GIVEN ENTRIES ->
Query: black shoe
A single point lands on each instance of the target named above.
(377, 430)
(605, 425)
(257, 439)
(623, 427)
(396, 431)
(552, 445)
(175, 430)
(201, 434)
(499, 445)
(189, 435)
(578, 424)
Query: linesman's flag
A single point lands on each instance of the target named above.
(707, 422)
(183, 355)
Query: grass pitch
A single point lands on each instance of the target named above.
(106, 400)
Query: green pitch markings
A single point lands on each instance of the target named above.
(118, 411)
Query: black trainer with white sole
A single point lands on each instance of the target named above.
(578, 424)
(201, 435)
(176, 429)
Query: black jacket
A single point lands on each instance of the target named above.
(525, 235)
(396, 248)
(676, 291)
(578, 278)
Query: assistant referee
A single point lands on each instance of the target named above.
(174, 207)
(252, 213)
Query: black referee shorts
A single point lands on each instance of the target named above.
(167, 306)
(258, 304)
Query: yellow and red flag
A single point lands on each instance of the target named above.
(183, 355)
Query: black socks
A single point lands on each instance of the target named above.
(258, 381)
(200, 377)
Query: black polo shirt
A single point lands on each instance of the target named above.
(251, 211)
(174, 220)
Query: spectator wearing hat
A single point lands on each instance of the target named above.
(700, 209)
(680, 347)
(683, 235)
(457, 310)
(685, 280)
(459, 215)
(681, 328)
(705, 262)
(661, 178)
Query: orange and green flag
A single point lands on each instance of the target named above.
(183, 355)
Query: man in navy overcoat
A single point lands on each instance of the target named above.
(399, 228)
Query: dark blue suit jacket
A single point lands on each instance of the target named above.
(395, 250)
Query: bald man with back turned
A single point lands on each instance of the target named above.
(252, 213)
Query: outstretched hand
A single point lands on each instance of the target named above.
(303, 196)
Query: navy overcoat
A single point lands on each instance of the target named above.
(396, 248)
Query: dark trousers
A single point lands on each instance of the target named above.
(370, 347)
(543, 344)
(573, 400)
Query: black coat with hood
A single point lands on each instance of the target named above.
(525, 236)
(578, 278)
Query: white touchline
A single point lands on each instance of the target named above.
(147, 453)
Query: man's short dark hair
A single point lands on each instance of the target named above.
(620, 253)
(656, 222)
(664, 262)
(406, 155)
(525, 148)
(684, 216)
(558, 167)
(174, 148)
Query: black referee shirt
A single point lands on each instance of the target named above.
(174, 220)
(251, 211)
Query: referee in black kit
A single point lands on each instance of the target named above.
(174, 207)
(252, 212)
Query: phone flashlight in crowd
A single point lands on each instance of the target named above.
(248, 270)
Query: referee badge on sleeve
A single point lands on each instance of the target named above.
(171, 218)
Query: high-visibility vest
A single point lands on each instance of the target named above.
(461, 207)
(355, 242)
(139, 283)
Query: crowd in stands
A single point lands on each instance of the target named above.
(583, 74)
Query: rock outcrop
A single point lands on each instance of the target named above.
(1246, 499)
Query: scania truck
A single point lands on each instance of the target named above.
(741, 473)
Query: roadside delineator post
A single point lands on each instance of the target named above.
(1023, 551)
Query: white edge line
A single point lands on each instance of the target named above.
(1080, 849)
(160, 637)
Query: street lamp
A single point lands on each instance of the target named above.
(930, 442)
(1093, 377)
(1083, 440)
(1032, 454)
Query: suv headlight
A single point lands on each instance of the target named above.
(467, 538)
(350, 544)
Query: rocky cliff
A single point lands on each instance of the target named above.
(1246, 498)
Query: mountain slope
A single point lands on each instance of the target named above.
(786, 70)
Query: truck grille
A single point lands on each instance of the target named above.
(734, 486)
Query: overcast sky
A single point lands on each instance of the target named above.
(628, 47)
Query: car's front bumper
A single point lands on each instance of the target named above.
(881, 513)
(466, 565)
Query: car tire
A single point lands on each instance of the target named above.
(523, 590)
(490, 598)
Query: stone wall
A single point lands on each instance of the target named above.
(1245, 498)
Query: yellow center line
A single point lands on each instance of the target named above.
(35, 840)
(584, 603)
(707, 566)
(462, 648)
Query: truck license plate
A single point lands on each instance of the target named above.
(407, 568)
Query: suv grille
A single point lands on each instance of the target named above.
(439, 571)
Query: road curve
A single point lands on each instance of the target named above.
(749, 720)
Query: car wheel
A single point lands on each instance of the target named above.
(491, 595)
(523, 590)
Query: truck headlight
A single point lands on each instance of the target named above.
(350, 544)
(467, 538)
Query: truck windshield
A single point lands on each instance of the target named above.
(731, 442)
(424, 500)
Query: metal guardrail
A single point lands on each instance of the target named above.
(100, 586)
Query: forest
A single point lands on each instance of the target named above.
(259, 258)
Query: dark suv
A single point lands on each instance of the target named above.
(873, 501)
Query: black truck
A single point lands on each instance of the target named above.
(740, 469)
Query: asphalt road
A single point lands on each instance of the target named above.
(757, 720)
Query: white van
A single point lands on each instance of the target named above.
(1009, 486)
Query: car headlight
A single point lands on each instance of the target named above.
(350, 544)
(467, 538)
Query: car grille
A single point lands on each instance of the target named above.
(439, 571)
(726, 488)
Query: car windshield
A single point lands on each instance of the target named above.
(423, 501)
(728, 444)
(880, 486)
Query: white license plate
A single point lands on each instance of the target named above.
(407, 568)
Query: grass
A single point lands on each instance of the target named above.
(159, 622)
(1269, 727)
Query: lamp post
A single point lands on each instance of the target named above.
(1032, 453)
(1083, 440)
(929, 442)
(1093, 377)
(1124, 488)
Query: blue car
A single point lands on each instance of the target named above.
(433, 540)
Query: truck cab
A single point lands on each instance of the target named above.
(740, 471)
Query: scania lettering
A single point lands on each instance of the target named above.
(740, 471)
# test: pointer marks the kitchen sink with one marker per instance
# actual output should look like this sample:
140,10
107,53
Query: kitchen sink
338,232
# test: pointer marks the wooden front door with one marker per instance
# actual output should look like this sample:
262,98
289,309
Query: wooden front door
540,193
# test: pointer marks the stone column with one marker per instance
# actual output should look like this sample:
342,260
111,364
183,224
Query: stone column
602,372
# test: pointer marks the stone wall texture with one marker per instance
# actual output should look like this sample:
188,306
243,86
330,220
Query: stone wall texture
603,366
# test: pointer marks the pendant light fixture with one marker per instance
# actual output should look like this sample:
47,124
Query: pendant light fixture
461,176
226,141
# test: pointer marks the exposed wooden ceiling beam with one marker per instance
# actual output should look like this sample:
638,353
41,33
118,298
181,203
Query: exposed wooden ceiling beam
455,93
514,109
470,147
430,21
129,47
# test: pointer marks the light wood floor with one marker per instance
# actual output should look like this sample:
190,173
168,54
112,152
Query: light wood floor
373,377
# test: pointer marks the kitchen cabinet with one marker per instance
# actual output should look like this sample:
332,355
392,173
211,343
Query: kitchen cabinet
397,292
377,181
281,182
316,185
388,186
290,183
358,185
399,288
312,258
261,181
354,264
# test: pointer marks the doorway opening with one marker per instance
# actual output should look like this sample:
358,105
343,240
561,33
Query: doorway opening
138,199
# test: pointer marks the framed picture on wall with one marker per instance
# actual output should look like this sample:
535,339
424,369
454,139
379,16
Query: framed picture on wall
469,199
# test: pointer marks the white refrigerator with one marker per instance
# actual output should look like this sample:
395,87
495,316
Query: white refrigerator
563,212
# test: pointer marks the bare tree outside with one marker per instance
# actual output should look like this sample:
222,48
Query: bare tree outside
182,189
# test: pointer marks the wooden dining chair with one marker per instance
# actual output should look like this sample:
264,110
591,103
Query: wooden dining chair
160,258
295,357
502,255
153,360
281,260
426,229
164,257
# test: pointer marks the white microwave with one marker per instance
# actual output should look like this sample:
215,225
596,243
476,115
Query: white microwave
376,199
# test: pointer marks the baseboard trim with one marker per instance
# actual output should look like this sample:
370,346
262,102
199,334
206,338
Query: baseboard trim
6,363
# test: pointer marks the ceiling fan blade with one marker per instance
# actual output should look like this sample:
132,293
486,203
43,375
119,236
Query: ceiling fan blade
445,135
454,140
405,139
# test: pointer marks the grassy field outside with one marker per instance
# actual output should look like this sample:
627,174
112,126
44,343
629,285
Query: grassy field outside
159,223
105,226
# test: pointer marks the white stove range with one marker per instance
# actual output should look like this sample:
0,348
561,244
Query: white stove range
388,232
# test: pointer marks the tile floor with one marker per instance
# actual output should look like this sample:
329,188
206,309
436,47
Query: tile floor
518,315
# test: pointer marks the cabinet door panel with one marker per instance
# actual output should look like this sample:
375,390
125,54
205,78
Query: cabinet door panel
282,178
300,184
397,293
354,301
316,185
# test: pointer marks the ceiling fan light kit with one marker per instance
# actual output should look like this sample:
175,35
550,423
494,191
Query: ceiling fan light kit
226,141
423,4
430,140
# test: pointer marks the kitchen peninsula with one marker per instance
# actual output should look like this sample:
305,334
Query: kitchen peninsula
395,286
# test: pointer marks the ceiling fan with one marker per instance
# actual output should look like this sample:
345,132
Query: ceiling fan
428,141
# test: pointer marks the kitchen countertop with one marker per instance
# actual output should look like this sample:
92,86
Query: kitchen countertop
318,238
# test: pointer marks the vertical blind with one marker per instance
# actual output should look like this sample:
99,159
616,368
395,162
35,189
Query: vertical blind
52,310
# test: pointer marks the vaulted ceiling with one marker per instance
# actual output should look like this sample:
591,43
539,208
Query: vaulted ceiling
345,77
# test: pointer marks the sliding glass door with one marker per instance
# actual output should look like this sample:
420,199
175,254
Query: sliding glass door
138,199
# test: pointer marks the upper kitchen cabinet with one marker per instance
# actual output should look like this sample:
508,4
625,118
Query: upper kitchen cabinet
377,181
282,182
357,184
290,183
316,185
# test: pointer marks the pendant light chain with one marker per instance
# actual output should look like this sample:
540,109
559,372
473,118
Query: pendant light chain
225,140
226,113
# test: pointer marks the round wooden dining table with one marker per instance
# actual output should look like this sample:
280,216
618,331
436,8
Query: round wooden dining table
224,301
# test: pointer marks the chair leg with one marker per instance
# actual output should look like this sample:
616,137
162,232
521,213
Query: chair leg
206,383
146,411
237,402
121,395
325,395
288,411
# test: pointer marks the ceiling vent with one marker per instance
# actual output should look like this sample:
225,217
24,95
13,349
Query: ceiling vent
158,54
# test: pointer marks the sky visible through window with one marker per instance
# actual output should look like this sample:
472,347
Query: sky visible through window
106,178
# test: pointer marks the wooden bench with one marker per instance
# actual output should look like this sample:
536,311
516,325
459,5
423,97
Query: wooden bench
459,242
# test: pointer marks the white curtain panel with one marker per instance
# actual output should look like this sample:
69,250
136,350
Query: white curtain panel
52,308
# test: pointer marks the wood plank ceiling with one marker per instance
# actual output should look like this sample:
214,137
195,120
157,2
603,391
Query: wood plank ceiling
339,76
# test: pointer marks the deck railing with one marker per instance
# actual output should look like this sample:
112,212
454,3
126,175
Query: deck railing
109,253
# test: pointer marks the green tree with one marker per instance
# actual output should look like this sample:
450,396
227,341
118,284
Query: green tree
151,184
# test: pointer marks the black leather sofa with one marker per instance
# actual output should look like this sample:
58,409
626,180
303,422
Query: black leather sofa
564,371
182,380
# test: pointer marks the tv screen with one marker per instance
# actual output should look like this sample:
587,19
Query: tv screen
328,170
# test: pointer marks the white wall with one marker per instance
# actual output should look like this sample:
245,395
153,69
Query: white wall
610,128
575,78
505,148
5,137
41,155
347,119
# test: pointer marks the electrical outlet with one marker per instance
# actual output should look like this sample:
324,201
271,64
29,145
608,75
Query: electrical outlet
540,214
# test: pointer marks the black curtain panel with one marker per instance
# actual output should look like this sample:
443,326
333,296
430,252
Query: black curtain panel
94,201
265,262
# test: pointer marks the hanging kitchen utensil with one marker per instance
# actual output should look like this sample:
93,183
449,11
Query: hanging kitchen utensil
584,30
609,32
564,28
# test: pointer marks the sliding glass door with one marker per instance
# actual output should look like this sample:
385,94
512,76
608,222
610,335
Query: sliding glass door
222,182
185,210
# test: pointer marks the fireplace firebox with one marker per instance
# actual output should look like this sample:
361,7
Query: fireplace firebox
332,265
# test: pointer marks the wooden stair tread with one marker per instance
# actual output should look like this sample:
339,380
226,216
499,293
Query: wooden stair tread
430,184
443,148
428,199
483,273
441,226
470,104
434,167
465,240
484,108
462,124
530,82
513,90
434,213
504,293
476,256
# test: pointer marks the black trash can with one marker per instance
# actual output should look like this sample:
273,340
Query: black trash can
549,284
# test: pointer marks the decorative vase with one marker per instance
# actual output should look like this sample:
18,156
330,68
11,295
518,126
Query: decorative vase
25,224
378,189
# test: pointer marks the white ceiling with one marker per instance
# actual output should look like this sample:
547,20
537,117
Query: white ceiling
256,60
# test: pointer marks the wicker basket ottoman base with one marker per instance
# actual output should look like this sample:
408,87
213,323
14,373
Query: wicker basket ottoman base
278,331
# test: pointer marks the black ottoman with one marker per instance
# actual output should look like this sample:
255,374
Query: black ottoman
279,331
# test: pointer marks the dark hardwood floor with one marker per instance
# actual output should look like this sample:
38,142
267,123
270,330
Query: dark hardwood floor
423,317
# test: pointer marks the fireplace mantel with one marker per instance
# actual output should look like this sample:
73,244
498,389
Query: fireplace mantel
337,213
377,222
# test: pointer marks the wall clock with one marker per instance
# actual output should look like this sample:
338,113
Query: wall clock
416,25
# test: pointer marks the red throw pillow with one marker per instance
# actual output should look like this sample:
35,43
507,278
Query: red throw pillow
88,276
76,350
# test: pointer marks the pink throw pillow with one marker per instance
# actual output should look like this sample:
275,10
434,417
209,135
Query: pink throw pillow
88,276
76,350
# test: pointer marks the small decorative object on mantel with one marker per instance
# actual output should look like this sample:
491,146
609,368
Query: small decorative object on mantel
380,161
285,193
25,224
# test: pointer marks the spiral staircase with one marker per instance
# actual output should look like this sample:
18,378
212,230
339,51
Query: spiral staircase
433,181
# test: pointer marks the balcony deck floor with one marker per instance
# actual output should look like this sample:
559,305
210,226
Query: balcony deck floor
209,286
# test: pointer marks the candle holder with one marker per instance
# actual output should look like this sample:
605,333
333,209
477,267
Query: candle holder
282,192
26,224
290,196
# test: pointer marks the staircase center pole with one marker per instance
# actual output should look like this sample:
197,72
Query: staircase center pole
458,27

PROBLEM TO SOLVE -> Output the line holding "Query: wall clock", then every later line through the end of the records above, exactly as given and nothing else.

EXERCISE RESULT ->
Query: wall clock
416,25
# test: pointer marks the red throw pillow with one marker per instance
# actual output should look like this sample:
35,43
507,278
Query: red throw pillow
88,276
76,350
# test: pointer marks the pink throw pillow with one marker per instance
# actual output should look like this sample:
275,10
434,417
209,135
Query: pink throw pillow
88,276
76,350
# test: pointer marks the small decorative object on mantel with one marker per instance
# actual output should look like this sample:
491,146
609,368
Query: small decorative object on mantel
380,161
285,193
25,224
# test: pointer marks the spiral staircase with one marker per instance
# actual output should look like this sample:
18,378
212,230
339,51
Query: spiral staircase
433,181
# test: pointer marks the balcony deck floor with one marker per instance
# actual output should look like this sample:
559,305
210,226
Query: balcony deck floor
209,286
# test: pointer marks the candle holder with one marker per instance
# actual output should look like this sample:
605,333
333,209
477,267
Query: candle holder
282,192
26,224
290,196
# test: pointer marks the staircase center pole with one marker per instance
# actual output should look like this sample:
197,72
Query: staircase center pole
458,27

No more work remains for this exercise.